> [Problem description]: Find the word "quilted" in the records below. List each line containing it.

Recorded data Block Start

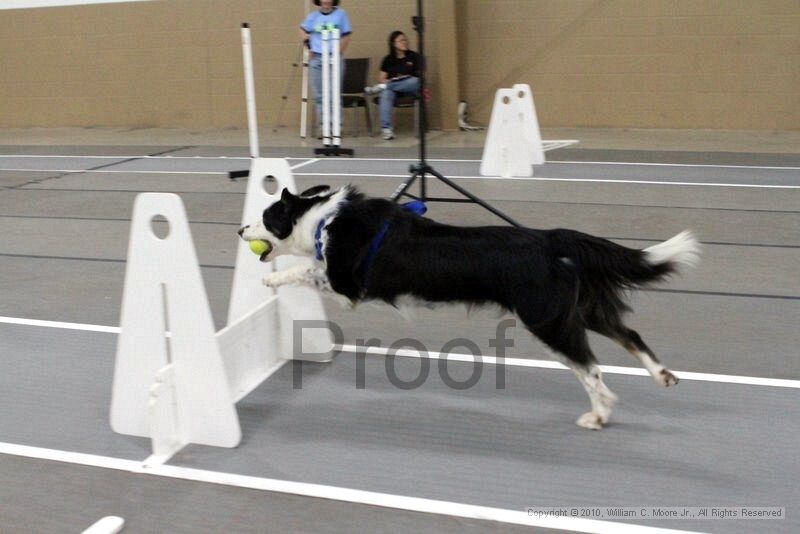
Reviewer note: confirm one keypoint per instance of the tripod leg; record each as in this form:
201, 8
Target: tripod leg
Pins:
404, 187
474, 198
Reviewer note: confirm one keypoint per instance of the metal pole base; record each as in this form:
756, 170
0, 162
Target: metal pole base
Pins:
334, 151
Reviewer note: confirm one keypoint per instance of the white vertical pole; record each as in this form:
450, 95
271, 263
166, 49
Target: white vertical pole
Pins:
336, 93
304, 95
326, 87
250, 92
304, 87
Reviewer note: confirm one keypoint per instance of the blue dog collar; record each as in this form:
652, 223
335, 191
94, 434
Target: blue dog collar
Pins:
415, 207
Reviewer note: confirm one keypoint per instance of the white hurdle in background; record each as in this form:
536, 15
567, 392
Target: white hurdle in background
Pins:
513, 141
176, 381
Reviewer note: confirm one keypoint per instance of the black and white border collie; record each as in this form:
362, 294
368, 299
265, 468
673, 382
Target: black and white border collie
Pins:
560, 282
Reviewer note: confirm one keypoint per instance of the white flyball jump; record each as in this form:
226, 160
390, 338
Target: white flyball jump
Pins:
176, 380
513, 142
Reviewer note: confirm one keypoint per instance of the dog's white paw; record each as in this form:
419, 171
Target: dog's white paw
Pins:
591, 420
666, 378
272, 280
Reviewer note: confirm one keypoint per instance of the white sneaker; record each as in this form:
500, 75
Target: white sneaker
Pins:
375, 89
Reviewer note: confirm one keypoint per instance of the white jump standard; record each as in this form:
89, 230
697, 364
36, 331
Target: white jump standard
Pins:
176, 380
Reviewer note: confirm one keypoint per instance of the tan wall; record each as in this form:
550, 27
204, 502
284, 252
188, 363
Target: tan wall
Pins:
727, 64
629, 63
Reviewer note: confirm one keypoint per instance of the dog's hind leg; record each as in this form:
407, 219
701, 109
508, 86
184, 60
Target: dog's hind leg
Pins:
601, 397
570, 341
633, 343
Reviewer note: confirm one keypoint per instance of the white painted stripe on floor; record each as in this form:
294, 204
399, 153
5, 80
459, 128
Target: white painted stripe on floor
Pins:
395, 176
111, 171
57, 324
544, 179
699, 165
439, 160
550, 364
458, 357
371, 498
309, 162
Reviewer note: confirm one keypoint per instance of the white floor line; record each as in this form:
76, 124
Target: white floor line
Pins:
550, 364
491, 360
395, 176
544, 179
112, 171
371, 498
309, 162
57, 324
699, 165
442, 160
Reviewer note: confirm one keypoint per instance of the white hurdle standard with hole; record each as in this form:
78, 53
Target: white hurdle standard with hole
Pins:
176, 380
513, 141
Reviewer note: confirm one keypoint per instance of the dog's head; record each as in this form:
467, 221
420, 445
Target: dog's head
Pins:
287, 223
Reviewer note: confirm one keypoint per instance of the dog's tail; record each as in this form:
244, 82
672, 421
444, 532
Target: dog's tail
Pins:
602, 263
682, 249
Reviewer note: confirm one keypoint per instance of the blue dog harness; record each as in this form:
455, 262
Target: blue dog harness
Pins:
416, 207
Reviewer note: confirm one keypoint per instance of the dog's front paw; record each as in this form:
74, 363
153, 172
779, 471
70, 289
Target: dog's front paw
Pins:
666, 378
272, 280
591, 420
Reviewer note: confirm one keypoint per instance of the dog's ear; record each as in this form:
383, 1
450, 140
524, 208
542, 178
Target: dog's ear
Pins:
314, 191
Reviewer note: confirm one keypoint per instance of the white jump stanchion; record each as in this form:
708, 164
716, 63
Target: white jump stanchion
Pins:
304, 95
164, 292
331, 95
530, 122
336, 88
250, 91
513, 141
326, 88
250, 97
505, 152
176, 381
296, 303
304, 88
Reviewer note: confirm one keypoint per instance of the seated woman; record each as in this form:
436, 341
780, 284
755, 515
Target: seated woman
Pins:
399, 76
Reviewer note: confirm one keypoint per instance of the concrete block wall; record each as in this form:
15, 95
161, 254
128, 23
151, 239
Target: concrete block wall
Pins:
732, 64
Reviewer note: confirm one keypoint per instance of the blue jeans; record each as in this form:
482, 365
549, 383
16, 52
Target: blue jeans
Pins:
405, 87
315, 68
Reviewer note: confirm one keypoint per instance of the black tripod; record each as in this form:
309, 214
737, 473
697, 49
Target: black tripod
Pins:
421, 169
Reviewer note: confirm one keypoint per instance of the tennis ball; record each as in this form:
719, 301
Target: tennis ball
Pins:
260, 247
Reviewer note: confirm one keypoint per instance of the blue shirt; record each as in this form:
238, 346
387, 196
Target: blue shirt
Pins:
316, 19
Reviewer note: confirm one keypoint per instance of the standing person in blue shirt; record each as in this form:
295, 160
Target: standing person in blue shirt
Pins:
310, 30
399, 76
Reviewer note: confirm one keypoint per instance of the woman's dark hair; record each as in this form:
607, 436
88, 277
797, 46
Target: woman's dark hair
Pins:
392, 37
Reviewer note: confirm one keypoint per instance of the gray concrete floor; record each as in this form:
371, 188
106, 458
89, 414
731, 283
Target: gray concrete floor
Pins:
62, 254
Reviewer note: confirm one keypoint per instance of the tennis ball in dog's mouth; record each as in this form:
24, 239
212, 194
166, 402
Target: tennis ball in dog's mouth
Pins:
260, 247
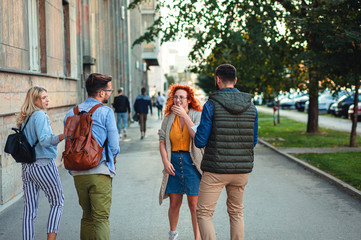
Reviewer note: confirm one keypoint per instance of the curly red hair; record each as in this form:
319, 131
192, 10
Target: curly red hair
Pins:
194, 104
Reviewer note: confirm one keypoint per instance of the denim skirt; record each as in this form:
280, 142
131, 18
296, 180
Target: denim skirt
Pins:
187, 178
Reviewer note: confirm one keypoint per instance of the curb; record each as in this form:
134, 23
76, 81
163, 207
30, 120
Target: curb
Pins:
331, 179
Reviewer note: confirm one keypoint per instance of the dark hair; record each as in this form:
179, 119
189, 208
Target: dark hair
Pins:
96, 82
226, 72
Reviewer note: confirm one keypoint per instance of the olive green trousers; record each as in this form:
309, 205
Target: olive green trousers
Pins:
95, 198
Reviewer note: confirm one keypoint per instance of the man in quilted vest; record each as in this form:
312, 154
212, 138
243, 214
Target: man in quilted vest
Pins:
228, 130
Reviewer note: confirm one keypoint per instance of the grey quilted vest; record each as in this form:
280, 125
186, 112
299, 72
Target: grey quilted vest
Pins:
230, 145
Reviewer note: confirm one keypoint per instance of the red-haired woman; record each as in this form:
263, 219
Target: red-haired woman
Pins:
181, 158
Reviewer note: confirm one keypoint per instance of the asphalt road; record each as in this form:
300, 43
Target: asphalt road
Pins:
282, 201
336, 123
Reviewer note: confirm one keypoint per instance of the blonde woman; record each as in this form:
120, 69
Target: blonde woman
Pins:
180, 157
42, 174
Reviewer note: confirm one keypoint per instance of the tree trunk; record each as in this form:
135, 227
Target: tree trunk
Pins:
312, 121
355, 111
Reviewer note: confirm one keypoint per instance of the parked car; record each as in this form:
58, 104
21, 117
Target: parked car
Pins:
343, 105
351, 111
289, 102
300, 103
257, 100
325, 100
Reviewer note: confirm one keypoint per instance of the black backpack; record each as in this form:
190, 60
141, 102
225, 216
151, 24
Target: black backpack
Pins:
18, 146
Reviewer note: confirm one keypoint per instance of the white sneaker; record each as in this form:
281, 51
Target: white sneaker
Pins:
173, 235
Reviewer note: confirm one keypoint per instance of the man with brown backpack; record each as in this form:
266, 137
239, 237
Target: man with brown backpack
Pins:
92, 143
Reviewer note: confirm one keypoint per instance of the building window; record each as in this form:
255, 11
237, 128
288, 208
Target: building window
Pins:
42, 29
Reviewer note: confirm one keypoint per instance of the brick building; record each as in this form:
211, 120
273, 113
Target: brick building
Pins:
56, 44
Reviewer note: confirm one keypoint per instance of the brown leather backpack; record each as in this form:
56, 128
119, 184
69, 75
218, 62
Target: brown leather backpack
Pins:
82, 150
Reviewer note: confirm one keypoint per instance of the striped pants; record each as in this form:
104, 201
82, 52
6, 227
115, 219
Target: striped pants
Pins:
46, 178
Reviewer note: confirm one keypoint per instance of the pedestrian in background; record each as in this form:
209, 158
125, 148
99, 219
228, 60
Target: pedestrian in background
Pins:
159, 102
94, 186
122, 110
43, 173
141, 105
180, 157
229, 131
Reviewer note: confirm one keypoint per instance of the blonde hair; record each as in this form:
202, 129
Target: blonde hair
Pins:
29, 106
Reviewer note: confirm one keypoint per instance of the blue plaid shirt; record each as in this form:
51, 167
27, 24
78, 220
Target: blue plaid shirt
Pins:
103, 127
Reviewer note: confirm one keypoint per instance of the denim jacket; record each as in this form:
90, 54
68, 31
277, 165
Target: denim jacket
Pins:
103, 127
38, 128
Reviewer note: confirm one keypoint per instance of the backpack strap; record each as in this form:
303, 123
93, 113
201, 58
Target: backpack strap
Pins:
22, 129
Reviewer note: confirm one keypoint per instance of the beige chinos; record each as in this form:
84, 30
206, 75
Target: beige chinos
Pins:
209, 190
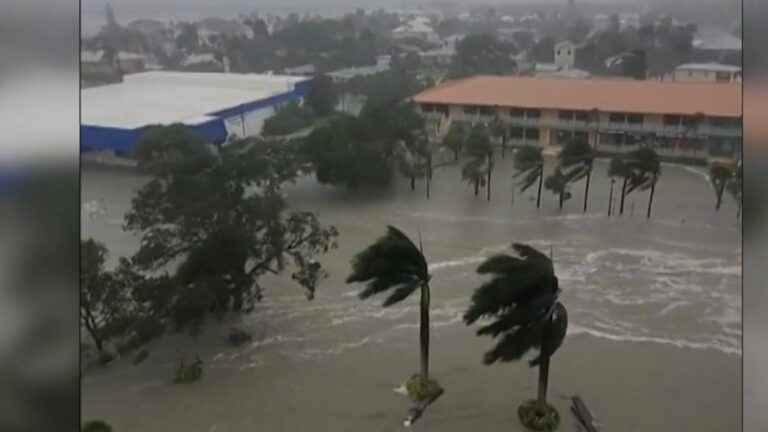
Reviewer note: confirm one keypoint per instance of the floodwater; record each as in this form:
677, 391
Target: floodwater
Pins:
654, 338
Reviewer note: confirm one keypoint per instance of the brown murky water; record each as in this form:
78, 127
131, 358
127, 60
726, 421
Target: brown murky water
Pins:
653, 342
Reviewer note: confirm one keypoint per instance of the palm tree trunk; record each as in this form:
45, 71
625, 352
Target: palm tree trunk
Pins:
490, 169
543, 380
541, 183
586, 190
503, 145
424, 331
610, 198
623, 195
650, 199
720, 191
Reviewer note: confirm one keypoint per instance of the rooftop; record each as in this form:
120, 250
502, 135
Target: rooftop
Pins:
713, 67
161, 97
631, 96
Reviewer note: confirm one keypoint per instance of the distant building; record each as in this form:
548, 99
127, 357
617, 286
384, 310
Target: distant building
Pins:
303, 70
710, 72
346, 74
677, 119
565, 54
126, 62
213, 105
418, 29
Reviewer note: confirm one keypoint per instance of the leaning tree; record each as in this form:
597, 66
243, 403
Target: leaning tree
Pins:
521, 302
396, 266
529, 164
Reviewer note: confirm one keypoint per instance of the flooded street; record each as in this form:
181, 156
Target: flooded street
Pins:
654, 337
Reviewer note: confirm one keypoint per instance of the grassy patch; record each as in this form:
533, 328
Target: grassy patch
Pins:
537, 417
421, 390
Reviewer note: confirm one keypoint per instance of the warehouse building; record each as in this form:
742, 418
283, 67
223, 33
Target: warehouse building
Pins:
214, 105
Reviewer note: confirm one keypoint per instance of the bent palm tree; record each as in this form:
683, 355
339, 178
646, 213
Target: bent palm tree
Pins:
393, 264
578, 158
618, 168
529, 164
521, 300
557, 182
719, 176
645, 166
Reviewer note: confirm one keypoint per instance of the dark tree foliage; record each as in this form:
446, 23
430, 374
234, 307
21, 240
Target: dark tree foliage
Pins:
521, 301
105, 305
395, 266
219, 221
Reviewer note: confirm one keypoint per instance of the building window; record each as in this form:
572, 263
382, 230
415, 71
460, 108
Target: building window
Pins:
618, 118
533, 114
671, 120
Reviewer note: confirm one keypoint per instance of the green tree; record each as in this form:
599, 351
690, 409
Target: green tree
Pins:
220, 220
557, 182
322, 95
521, 298
105, 306
529, 164
394, 265
577, 158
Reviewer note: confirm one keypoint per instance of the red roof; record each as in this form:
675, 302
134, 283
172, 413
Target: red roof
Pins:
607, 95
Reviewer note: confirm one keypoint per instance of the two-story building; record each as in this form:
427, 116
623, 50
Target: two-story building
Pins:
691, 119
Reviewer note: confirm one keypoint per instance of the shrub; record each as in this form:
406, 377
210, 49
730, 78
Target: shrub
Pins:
140, 356
188, 373
421, 390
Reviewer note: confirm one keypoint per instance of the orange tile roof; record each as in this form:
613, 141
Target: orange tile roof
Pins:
685, 98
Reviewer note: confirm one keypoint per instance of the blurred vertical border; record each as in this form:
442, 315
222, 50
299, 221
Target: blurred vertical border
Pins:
39, 215
755, 235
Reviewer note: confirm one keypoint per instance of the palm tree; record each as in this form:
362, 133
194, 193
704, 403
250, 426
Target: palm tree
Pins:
522, 300
719, 176
579, 157
734, 188
618, 168
500, 131
481, 165
529, 164
454, 139
645, 165
557, 182
393, 264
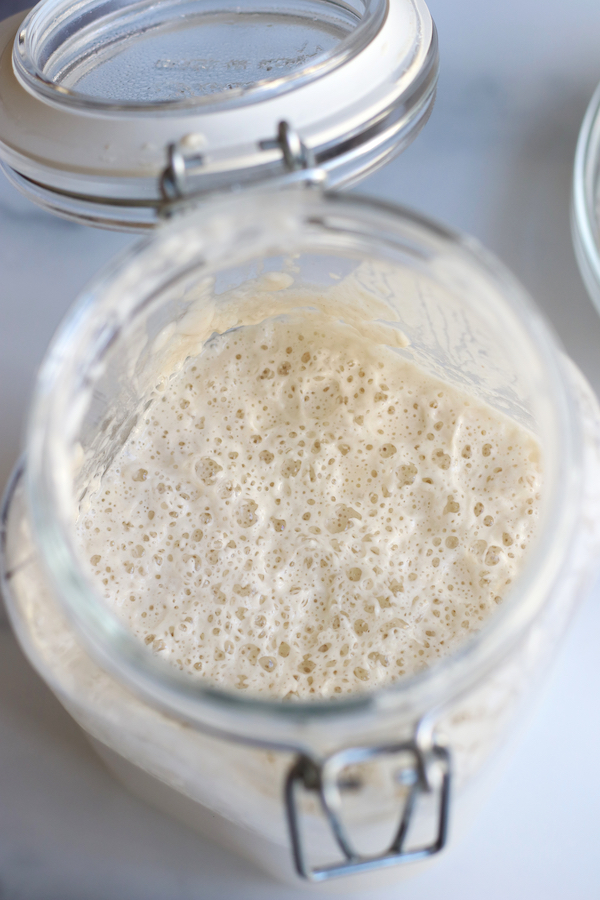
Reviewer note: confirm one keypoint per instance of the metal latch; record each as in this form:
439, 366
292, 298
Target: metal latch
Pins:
427, 772
186, 163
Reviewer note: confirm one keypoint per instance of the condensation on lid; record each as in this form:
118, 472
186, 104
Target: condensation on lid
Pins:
93, 94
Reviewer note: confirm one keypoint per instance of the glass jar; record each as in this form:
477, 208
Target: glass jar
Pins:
585, 207
332, 787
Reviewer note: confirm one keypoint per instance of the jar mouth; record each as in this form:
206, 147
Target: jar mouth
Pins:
585, 206
135, 55
110, 302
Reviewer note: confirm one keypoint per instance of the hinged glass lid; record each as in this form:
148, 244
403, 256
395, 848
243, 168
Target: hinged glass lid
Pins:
94, 94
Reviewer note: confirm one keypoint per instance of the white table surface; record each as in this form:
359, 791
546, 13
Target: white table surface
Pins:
495, 160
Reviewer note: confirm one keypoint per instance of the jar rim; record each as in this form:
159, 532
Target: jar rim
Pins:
208, 706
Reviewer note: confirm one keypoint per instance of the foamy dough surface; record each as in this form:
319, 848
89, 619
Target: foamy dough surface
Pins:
304, 512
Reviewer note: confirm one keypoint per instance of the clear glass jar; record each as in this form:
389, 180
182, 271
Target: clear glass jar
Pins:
585, 206
303, 789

Recorded data Block End

> [Answer box]:
Reviewer note: confirm one keypoint per instance of the man in quilted vest; record each as in this form:
Target: man in quilted vest
Reviewer note: confirm one keypoint per instance of the grey quilted vest; record each as in this form:
Target: grey quilted vest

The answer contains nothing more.